What you will do
Continue the piece about the prologue and opening sonnets of Don Quijote, picking up right after its final sentence.

Provided text
In the prologue, Cervantes laments to a friend about how he has no “preceding verses” to preface his book, or lists of great philosophers and thinkers that he’s quoted, as do his peers (mainly Lope de Vega, a playwright — he and Cervantes did not get along, to say the least).
His friend tells him that he doesn’t need such things, because the books is whole without them, but suggests if Cervantes must have quotes, he should copy a list of quoted men from another book, because no one will be able to tell the difference, and what place does Aristotle have in the story of Don Quijote, a great knight-errant?
I could spend an entire post on the prologue, but it’s what comes after the prologue that I think is really brilliant and drives home the point of how frivolous the preceding verses and quotations are.
Cervantes goes on to write — get this — sonnets and poems from famous knights to Don Quijote, Sancho Panza, Dulcinea del Toboso and even Rocinante, Quijote’s horse. His point, with the sonnets, is that a work should stand on its own without a long list of quotations or heavy borrowing on another book.
His book is a parody, which means by necessity he relies heavily on other works. He does so not to puff himself up, but to show how ridiculous it is to do so: Don Quijote is no Amadis of Gaul, that’s for sure.
I missed these gems on my first read-through of the novel, which was in Spanish, in Spain, but alas, an abridged version. (I was okay with that at the time since it was for a class and there simply was not time to read the whole thing, which is part of the reason I’m coming back to the book now. Not to mention that it’s much easier to understand the jokes in my native tongue.)
Amadis of Gaul is the most famous book of chivalry, and was the most popular in the late 1500s when Cervantes was writing his masterpiece. Quijote often quotes Amadis, as well as other famous knights. So I picked the following sonnet to share (from the Signet Classic 1964 translation by Walter Starkie).

Data entries
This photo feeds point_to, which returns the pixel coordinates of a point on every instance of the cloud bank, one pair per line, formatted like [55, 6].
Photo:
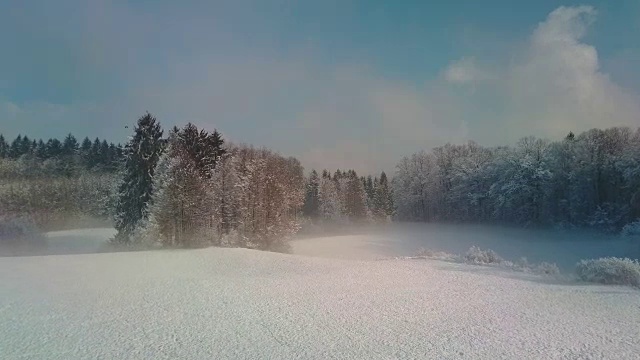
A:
[337, 115]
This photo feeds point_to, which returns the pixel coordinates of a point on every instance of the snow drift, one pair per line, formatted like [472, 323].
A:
[245, 304]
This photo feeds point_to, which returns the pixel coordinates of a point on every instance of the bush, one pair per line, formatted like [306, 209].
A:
[547, 269]
[610, 270]
[19, 234]
[436, 255]
[631, 230]
[477, 256]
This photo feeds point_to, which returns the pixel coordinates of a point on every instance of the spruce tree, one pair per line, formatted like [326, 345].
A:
[54, 148]
[16, 147]
[25, 146]
[385, 195]
[142, 153]
[41, 150]
[4, 147]
[70, 146]
[311, 202]
[85, 152]
[94, 159]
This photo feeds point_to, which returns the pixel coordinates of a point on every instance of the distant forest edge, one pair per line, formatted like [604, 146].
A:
[189, 188]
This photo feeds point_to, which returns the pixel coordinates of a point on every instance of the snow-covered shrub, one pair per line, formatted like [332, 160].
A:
[610, 270]
[20, 234]
[475, 255]
[436, 255]
[631, 230]
[547, 269]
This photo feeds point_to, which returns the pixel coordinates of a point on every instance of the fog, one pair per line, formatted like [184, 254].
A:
[564, 248]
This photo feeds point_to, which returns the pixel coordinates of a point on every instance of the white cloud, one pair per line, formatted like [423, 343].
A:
[347, 115]
[465, 71]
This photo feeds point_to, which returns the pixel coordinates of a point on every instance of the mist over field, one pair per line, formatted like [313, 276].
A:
[319, 180]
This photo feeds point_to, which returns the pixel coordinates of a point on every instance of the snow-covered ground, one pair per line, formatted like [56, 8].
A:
[244, 304]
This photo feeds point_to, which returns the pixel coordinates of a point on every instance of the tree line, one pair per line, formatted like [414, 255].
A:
[58, 183]
[189, 189]
[589, 180]
[25, 157]
[347, 198]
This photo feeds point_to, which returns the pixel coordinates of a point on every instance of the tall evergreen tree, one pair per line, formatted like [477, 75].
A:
[69, 146]
[4, 147]
[41, 150]
[94, 158]
[134, 193]
[15, 149]
[311, 201]
[54, 148]
[25, 146]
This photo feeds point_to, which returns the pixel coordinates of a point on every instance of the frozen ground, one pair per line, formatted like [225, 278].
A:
[243, 304]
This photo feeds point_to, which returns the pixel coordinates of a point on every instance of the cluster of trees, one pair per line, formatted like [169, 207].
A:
[24, 157]
[345, 197]
[57, 182]
[589, 180]
[189, 190]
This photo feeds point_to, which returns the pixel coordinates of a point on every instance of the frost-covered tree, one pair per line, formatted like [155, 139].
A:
[180, 209]
[311, 200]
[4, 147]
[590, 179]
[142, 153]
[330, 206]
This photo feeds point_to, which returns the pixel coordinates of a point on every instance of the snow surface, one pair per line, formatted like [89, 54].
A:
[245, 304]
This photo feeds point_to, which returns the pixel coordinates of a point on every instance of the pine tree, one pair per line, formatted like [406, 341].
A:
[15, 149]
[179, 207]
[4, 147]
[70, 146]
[134, 193]
[311, 201]
[41, 150]
[25, 146]
[54, 148]
[103, 155]
[384, 196]
[225, 195]
[94, 158]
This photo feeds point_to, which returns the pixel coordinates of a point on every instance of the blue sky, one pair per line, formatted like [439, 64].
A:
[335, 83]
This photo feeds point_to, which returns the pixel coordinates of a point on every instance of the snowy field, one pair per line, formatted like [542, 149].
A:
[244, 304]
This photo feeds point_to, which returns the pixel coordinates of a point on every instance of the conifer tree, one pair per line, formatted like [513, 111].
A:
[134, 193]
[311, 201]
[4, 147]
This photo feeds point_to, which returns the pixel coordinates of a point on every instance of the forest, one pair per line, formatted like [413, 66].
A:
[590, 180]
[189, 187]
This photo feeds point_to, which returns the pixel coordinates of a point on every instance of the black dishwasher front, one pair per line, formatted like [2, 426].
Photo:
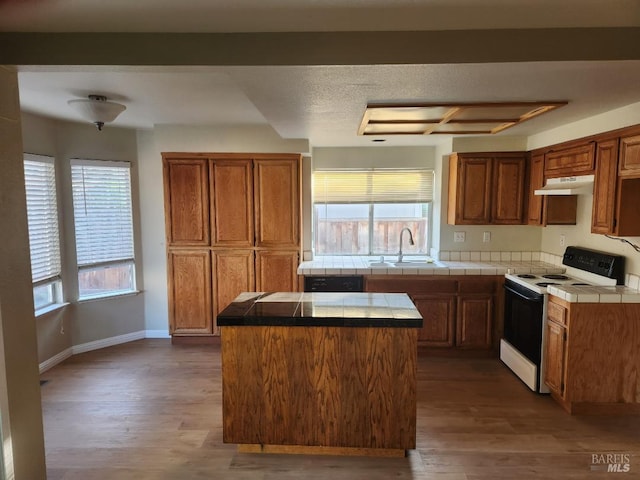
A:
[334, 283]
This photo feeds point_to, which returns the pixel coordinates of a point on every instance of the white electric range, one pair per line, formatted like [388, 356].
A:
[525, 311]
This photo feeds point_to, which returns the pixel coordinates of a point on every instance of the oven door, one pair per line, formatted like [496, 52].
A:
[521, 347]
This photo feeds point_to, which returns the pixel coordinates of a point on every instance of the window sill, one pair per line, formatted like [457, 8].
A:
[50, 308]
[108, 296]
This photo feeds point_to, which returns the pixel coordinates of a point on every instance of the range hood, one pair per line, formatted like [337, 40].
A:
[567, 186]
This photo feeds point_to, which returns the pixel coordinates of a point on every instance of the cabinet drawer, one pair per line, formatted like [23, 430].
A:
[570, 161]
[557, 313]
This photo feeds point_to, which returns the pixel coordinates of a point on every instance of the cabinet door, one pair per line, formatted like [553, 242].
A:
[474, 321]
[276, 271]
[277, 202]
[507, 202]
[630, 156]
[233, 274]
[536, 181]
[186, 200]
[189, 282]
[604, 188]
[579, 160]
[554, 357]
[438, 314]
[231, 183]
[470, 190]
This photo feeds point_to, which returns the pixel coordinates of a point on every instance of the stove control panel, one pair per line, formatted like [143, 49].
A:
[593, 261]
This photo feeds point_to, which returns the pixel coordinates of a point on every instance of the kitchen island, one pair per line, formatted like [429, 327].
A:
[320, 373]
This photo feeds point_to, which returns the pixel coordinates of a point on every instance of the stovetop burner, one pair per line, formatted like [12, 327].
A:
[556, 276]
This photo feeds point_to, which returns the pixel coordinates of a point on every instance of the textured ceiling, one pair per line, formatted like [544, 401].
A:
[325, 103]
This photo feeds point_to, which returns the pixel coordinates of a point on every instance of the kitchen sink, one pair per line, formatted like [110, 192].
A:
[406, 264]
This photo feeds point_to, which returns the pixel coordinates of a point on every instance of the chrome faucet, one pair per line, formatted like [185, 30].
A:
[410, 241]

Output for this task
Amadís de Gaula to Don Quijote:
You who my sorrows once did imitate,
When I was scorned and hied me all forlorn,
To Peña Pobre’s beetling crags to mourn,
My joy transformed to penance by my fate;
You who of old your pitiless thirst did sate
With saltish tears that flow from both your eyes;
You who all tins and platters did despise,
And on earth what the earth gave you ate,
Live on secure that for eternity,
At least as long as o’er this earthly sphere
Fair-haired Apollo goads his steeds of day,
Your name for valor shall exalted be,
Your fatherland above all lands appear,
Your learned author, unique, men will say.
Taken in perspective, the above sonnet is hilarious, in my opinion, especially the last line. Cervantes may have been a bit bitter about his less-than-ideal life circumstances (he was always poor and suffered an injury that left his left hand lame), but he’s not being all that stuck up here. Certainly he’s elevating himself, but all of Don Quijote is one big joke, so it makes sense that he’s elevating himself partly in jest, as Don Quijote is elevated and “exalted for valor” in jest.
These sonnets add to the overall mood of satire and parody in the book, as well as pointing out how silly they are, not only in this book, but in any book. Amadis de Gaul, an “actual” knight who went on real adventures and fought real evils would never write this kind of thing to a raving lunatic who ran around with a barber’s wash basin on his head. But that’s why it’s funny.
Cervantes does skip the list of quoted authors and philosophers, but I think the sonnets from characters in Amadis de Gaul to characters in Don Quijote more than make up for its lack.
So now a challenge for you writers out there: Write a sonnet (or any kind of poem) from the characters in another book to the characters in one you’ve written or are writing. If you’re not writing a book, just pick two books and write a sonnet from one character in one book to a character in a different book. Leave your poems in the comments or link to your own blog. I’ll share mine next week!
During the Carnegie Library of Pittsburgh’s 2011 Winter Read-a-Thon, Jan. 8 – Feb. 19, I will be blogging about the books I read. For more information or to see a list of books I’m reading, go here. I’m a little behind in hours this week, but not too much, and I’ve still got lots of time to catch up (I should have 11 so far to reach my goal of 50).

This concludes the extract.